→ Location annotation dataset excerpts
▼

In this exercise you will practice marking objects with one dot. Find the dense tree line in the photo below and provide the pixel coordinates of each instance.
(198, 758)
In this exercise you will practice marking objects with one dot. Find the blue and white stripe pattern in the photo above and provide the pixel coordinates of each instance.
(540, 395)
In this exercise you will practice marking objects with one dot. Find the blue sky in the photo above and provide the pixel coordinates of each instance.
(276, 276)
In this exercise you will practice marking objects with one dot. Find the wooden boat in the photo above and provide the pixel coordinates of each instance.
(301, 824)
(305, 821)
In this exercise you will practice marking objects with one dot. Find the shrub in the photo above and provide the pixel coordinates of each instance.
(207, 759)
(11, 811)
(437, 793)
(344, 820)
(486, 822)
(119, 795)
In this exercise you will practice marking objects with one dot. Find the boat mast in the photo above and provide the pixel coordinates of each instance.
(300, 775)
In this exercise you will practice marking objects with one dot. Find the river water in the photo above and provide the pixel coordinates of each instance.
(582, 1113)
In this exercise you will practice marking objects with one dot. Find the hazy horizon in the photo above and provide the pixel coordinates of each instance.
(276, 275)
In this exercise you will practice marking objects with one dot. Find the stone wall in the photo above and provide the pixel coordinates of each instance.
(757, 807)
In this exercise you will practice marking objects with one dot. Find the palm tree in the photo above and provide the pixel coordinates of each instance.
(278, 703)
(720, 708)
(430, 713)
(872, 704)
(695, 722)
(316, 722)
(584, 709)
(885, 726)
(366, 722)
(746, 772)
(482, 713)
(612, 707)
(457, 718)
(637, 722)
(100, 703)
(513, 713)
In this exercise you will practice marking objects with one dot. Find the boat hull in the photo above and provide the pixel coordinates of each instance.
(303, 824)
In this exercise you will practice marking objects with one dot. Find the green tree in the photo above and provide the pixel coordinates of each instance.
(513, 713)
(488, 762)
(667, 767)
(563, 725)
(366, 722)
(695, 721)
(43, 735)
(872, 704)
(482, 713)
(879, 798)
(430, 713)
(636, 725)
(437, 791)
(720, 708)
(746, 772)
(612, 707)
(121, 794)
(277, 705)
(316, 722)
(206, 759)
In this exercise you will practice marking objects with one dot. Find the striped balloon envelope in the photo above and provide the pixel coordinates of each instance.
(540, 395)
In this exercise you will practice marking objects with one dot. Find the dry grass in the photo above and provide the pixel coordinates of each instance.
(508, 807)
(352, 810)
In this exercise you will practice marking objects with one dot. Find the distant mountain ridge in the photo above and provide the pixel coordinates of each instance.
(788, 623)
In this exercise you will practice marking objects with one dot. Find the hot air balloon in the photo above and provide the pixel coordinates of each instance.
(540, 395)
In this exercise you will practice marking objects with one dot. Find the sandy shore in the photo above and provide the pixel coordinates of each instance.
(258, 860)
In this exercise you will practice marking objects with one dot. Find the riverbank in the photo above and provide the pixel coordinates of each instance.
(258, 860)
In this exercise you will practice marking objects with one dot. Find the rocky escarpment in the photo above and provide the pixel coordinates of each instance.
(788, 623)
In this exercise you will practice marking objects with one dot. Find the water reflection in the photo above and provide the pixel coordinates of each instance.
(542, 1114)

▲

→ TO DO
Reproduce every item above word for word, without changing anything.

→ SOLUTION
In this exercise you will practice marking objects with one dot. Find the dense tree line in the photo below and provide the pixel coordinates of each instance.
(198, 758)
In this exercise you will practice marking objects with one dot. Find the blue and white stripe pattern in the photo above and provide the pixel coordinates of each instance.
(540, 395)
In this exercise you will practice marking objects with one dot. Find the blue sky in the photo above and provide the pixel coordinates of each instance.
(276, 276)
In this exercise you will practice marking objects with one dot. Find the wooden boat in the photo above and provide the pixel coordinates of each instance.
(301, 824)
(305, 821)
In this exercise you will practice marking objects with one dot. Find the shrub in the photo above and provide the pixel coordinates of each instance.
(207, 759)
(11, 811)
(437, 793)
(344, 820)
(486, 822)
(119, 795)
In this exercise you will practice marking objects with one dot. Find the boat mast in the photo above and provide the pixel coordinates of each instance.
(300, 775)
In this exercise you will practice marking objects with one dot. Find the river water in the photo above and provide the pixel coordinates of each instance.
(582, 1113)
In this exercise you will practice marking objects with one dot. Find the hazy horizon in the photo above and provide the pixel coordinates of each instance.
(276, 275)
In this exercise you will practice marking objects with one dot. Find the stone wall in the photo above and provide the pixel coordinates of each instance.
(757, 807)
In this exercise you will practice marking objects with one dot. Find the palm tree in the photo above and provide the pixel coordinates of each instance.
(278, 703)
(720, 708)
(430, 713)
(872, 704)
(695, 722)
(316, 722)
(584, 709)
(885, 726)
(366, 722)
(746, 772)
(482, 713)
(612, 707)
(457, 718)
(637, 722)
(100, 703)
(513, 713)
In this exercise you will practice marking objects with one dot. Find the boat hull in the photo above and provide the pixel coordinates of each instance.
(303, 824)
In this exercise you will practice marking objects with one dot. Find the green tree in the photo above and provide the pixel coordinates of each instance.
(513, 713)
(488, 762)
(667, 767)
(563, 725)
(366, 722)
(695, 721)
(43, 735)
(872, 704)
(482, 713)
(879, 798)
(430, 713)
(636, 725)
(437, 791)
(720, 708)
(746, 772)
(612, 707)
(121, 794)
(277, 705)
(316, 722)
(206, 759)
In this exercise you will practice marking objects with one dot. Find the striped balloon envelope in the photo above and provide the pixel coordinates of each instance.
(540, 395)
In this exercise you will practice marking objects with one dot. Find the dry grass in the photo above and provide the pixel coordinates of each instance.
(508, 807)
(352, 810)
In this exercise you will practice marking objects with one dot. Find the distant mountain ridge in the photo above and provide the pixel coordinates of each instance.
(788, 623)
In this exercise you will practice marking objects with one dot. Find the hot air balloon in the photo above and provide the pixel coordinates of each instance.
(540, 395)
In this exercise you will practice marking objects with one dot. Find the sandy shore in the photo above and provide the pixel coordinates of each instance.
(258, 860)
In this exercise you will practice marking objects with one dot. Find the riverbank in the photo above and provide the pixel coordinates of each instance.
(258, 860)
In this exercise you will practice marking objects with one dot. Find the rocky escarpment in the photo above and provide the pixel coordinates of each instance.
(788, 623)
In this exercise you will practice marking objects with one dot. Find the water reflection in the photo above and provide the pixel coordinates of each instance.
(542, 1114)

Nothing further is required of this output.